* _Problem to solve_: Only a number is expected in reply: the count of lines below where the word "block" occurs.
┌─ Material for this task
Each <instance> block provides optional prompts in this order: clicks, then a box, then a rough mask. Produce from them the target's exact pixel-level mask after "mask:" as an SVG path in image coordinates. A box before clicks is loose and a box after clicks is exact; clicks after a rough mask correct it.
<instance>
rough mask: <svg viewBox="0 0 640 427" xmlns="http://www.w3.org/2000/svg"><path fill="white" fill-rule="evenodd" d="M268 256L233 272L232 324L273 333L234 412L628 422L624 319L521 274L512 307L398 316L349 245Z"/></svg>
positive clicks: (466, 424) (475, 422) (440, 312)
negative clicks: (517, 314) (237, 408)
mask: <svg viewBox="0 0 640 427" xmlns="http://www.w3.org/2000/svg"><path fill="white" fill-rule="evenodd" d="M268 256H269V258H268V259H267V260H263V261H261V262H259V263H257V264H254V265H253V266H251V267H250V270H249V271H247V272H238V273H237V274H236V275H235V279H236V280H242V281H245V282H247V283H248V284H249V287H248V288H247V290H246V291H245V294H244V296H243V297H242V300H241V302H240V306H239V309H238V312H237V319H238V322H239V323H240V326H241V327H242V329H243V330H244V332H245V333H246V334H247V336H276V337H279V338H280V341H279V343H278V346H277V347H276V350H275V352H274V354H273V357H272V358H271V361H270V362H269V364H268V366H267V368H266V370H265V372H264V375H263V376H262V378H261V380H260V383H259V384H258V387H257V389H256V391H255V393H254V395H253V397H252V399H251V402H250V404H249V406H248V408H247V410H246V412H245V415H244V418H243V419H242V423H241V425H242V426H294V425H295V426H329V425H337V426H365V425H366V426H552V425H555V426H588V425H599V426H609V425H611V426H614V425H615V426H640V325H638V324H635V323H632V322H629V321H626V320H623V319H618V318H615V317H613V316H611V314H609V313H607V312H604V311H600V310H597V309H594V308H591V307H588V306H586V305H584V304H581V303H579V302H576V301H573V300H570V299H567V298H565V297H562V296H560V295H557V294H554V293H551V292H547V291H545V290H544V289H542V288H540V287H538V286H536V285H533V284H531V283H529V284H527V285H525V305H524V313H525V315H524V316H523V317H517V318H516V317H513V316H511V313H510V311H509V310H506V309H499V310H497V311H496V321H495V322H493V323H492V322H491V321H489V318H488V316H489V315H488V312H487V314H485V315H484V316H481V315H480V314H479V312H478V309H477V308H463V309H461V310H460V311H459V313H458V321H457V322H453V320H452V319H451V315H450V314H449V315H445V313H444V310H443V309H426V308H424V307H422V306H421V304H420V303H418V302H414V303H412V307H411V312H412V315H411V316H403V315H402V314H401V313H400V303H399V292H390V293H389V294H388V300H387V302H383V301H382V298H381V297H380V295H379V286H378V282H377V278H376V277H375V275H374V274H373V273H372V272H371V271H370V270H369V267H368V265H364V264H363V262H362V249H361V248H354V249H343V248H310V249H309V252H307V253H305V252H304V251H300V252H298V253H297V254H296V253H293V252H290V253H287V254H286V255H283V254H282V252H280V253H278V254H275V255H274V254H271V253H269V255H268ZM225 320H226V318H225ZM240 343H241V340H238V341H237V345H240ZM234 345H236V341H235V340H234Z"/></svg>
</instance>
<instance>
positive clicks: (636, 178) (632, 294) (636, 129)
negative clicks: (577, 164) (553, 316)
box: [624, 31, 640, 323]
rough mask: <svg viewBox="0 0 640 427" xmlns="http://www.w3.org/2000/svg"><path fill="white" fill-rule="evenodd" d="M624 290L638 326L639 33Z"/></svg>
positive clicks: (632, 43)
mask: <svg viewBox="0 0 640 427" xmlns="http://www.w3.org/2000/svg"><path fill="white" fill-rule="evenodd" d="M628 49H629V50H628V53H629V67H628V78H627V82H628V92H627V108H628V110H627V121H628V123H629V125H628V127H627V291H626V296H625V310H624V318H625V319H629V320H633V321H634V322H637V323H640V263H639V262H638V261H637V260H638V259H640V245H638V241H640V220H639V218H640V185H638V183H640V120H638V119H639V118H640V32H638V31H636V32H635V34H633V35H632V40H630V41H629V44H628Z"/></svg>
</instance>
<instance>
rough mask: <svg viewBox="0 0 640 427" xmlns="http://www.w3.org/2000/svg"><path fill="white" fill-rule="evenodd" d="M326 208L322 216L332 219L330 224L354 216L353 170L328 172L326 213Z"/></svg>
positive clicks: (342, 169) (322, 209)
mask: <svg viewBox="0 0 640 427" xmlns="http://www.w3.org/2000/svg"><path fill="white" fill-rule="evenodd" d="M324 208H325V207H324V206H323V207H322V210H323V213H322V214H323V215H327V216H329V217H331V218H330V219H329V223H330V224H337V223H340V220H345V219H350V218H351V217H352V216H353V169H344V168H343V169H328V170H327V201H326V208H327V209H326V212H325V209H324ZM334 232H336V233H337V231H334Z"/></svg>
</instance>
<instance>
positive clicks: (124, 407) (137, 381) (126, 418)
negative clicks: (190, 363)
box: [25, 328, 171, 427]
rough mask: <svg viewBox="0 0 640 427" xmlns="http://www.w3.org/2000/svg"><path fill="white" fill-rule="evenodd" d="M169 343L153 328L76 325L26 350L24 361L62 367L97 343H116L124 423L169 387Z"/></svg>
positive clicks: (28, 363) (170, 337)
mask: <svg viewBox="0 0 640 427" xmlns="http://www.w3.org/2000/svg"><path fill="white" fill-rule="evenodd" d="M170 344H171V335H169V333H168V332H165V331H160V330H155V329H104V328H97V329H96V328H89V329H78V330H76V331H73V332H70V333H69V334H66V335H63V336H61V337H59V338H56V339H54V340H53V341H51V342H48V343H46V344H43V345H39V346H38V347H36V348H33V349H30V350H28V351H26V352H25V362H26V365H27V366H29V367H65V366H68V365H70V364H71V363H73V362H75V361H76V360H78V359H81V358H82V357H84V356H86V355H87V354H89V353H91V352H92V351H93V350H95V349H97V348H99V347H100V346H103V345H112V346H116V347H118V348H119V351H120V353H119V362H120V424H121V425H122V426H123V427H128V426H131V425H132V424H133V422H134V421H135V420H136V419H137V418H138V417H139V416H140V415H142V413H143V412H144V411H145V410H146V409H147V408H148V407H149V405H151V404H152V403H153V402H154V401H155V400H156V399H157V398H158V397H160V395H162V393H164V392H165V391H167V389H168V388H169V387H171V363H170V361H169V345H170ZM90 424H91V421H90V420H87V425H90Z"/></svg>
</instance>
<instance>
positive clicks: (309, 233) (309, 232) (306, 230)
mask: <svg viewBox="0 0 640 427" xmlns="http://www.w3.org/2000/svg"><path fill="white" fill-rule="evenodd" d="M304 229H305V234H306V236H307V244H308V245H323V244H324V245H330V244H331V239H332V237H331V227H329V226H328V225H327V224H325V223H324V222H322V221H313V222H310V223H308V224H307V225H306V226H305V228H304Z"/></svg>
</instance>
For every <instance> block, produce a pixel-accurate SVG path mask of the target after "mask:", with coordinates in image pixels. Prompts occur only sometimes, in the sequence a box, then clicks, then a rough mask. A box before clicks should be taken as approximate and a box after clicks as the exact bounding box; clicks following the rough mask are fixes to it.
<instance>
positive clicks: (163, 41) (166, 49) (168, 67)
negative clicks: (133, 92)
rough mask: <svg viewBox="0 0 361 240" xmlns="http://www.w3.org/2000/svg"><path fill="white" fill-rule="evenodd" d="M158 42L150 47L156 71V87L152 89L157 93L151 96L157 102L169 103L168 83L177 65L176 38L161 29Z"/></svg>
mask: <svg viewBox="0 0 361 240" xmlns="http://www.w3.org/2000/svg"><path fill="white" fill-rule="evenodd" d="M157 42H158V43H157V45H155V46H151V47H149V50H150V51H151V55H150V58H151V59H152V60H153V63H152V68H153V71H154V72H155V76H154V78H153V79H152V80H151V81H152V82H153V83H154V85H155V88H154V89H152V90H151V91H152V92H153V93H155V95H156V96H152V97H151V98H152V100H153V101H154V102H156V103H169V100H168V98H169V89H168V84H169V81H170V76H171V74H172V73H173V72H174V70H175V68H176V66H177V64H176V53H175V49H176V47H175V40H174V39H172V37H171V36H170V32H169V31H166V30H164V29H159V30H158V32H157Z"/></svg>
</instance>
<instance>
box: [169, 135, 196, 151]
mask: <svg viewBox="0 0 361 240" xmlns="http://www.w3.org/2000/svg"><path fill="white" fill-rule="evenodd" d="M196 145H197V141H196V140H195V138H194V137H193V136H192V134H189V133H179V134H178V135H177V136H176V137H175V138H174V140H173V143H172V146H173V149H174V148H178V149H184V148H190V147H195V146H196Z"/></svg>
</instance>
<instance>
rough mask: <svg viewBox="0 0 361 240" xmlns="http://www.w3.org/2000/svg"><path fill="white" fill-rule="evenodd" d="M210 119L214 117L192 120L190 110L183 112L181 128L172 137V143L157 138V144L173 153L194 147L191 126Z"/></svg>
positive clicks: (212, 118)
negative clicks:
└─
* _Response to this exercise_: 2